[Some records]
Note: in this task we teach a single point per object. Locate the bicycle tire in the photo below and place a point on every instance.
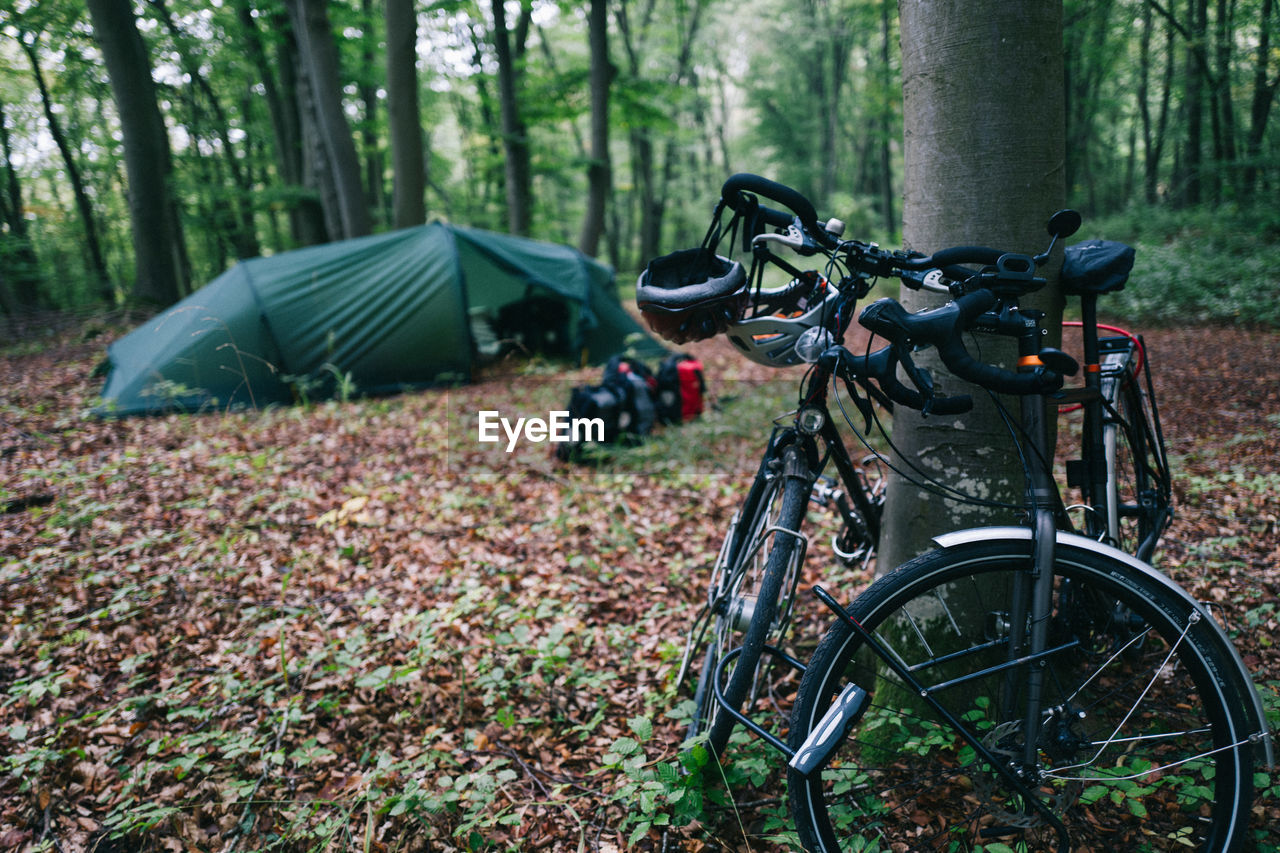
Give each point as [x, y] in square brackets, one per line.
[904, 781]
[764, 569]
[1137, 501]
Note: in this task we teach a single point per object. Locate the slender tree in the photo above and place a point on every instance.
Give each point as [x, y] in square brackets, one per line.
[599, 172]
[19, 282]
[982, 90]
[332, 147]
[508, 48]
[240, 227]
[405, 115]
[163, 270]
---
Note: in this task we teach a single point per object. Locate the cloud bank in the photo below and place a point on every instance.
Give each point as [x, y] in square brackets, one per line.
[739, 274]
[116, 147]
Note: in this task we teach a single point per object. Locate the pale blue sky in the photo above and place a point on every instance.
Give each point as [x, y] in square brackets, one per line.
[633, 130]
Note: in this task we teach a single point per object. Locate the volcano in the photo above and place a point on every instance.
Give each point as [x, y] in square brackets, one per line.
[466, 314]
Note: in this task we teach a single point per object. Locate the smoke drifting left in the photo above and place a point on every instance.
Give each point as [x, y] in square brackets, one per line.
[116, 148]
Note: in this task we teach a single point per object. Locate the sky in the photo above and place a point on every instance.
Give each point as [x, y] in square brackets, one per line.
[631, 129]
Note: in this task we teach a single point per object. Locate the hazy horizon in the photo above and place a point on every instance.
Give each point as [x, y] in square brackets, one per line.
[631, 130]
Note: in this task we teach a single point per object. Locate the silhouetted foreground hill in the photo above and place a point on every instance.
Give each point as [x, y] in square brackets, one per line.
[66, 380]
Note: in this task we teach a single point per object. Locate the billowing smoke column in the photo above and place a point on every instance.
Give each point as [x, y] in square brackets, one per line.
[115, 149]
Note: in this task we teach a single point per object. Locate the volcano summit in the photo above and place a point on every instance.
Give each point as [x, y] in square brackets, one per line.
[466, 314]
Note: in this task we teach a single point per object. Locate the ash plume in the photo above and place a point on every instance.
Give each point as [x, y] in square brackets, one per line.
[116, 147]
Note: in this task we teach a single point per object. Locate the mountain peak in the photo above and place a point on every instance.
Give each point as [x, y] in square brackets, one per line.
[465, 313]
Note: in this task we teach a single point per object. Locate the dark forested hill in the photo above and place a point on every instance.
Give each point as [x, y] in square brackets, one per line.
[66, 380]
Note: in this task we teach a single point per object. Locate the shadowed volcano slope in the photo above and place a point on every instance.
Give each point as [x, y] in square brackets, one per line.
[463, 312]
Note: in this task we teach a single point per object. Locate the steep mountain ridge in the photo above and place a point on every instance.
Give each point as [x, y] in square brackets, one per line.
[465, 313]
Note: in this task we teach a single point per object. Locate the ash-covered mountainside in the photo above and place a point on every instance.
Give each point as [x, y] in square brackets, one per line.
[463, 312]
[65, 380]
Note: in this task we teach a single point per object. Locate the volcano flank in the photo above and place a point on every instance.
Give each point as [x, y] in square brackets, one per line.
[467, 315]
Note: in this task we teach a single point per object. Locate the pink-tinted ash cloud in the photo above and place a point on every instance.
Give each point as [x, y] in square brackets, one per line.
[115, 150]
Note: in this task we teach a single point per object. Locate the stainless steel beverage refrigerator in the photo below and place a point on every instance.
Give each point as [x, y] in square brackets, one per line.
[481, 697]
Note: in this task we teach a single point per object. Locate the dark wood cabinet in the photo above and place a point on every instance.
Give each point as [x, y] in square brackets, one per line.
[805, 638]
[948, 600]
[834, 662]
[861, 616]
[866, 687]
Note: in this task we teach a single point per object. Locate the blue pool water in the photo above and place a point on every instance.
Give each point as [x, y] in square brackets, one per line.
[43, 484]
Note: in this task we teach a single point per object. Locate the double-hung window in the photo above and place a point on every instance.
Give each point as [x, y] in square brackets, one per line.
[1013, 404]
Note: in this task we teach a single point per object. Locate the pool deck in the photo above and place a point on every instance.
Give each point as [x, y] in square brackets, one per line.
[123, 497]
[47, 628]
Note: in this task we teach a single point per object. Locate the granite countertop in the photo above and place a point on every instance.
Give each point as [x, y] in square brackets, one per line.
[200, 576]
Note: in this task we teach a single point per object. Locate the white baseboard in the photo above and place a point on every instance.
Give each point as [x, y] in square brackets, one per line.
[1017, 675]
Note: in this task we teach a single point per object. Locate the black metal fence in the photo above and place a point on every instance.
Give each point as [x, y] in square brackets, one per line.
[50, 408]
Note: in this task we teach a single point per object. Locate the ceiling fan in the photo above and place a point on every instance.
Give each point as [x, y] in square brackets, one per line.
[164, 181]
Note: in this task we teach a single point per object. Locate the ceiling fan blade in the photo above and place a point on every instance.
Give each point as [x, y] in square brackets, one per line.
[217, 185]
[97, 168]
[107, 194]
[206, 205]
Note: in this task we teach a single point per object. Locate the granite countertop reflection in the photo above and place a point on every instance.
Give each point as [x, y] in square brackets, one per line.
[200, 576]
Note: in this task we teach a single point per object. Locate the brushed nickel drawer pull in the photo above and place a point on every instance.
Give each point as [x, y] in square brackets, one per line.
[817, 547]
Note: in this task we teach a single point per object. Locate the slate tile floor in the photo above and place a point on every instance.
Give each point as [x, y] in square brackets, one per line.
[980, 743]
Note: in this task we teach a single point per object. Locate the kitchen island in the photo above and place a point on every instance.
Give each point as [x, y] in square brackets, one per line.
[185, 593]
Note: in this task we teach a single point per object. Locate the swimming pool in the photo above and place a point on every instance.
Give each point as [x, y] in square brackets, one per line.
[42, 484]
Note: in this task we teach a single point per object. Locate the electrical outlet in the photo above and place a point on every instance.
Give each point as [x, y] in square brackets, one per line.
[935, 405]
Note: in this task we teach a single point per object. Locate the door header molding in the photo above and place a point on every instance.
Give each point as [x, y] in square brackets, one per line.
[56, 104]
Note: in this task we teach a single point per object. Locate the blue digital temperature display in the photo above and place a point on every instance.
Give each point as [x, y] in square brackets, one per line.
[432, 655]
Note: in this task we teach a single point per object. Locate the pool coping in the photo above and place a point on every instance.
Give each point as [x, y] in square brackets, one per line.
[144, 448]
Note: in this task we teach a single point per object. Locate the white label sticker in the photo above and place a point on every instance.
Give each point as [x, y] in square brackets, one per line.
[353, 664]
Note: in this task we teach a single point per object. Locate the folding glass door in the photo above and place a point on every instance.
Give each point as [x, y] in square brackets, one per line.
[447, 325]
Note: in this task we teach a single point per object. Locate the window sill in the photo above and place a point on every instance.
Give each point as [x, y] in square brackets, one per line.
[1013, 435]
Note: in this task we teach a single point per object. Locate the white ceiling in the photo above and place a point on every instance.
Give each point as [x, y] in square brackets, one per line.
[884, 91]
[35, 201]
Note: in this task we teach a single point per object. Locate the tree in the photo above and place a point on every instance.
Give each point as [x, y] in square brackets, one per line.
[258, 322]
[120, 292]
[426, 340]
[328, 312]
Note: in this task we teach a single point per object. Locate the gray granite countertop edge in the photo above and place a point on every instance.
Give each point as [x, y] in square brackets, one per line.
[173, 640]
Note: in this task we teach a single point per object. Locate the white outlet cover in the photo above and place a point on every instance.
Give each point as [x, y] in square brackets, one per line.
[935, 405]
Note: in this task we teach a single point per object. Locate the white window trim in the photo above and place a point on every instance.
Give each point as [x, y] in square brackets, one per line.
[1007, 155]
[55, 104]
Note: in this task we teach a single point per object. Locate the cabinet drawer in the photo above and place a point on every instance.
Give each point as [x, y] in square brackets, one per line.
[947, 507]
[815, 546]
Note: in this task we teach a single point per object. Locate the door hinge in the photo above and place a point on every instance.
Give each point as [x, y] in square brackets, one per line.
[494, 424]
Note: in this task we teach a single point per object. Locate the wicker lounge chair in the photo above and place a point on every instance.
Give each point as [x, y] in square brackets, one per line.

* Requirement
Set out the lines from the one containing "Locate the bicycle" through the one containing "[1137, 501]", both included, as a numbered list with no blank lines. Leave the pictures out of your answer.

* Completed task
1. Note: in this task we teach a single point per object. Locate the bicycle tire in the photo below and place a point on every instance.
2. Give each point as [x, y] in square brackets, one per line.
3. [904, 781]
4. [764, 569]
5. [1137, 501]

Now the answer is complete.